## EXERCISE BRIEF
Could you show each line of the records that contains the word "tall"?

## GIVEN DATA
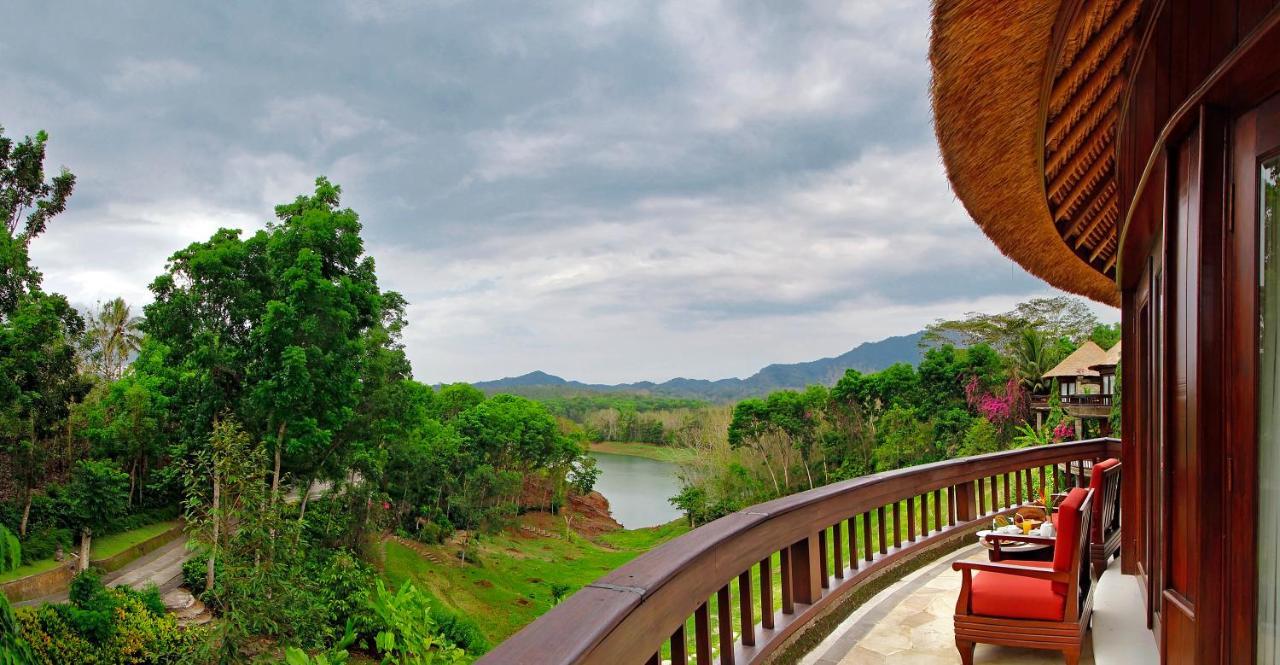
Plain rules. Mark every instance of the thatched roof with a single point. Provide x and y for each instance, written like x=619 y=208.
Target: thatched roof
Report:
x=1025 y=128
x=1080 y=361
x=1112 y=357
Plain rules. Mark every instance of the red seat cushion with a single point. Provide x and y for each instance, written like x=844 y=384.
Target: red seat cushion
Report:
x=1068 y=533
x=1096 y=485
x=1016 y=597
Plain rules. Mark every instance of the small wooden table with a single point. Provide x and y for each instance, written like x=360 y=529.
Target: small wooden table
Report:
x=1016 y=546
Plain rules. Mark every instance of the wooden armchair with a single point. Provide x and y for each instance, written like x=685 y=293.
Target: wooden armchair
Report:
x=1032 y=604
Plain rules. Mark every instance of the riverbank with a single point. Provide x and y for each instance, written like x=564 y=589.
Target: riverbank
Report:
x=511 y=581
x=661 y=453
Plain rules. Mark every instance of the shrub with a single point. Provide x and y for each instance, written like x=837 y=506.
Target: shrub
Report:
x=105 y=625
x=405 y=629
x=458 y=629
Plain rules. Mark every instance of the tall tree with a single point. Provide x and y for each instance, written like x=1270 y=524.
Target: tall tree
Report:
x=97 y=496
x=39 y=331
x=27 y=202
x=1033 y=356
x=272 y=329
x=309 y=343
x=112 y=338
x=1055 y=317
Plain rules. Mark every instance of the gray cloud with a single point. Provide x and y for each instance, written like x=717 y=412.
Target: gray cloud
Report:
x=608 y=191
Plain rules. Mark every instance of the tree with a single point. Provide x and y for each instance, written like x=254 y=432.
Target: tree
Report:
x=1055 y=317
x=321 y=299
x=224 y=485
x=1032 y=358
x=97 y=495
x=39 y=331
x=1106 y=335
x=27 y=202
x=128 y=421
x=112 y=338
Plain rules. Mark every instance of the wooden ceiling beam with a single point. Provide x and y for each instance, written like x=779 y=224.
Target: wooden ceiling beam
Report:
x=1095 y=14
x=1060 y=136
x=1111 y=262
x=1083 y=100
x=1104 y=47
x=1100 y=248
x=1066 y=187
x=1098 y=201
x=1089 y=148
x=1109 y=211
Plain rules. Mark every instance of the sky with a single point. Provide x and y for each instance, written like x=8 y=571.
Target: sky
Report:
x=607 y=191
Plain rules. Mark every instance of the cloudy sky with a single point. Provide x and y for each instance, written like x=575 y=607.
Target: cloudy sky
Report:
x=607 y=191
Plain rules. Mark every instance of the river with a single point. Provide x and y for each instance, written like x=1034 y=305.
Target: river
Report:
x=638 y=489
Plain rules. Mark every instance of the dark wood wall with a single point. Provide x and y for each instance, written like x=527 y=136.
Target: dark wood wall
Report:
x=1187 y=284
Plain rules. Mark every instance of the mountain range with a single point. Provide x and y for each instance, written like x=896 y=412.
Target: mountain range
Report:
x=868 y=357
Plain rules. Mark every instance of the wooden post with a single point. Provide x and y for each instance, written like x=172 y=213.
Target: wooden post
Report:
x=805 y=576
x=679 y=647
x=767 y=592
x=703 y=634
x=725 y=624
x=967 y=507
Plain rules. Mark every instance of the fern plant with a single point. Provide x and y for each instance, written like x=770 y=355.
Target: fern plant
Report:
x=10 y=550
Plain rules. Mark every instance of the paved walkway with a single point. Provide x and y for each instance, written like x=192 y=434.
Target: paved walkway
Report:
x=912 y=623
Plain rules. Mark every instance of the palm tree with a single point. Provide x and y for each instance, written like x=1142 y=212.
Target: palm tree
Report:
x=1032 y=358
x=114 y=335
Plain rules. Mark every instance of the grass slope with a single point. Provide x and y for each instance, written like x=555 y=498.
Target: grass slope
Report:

## RESPONSE AREA
Plain rules. Mark every instance of the tall tree with a single point. Provide x and y for each instance, written like x=1270 y=524.
Target: tall tree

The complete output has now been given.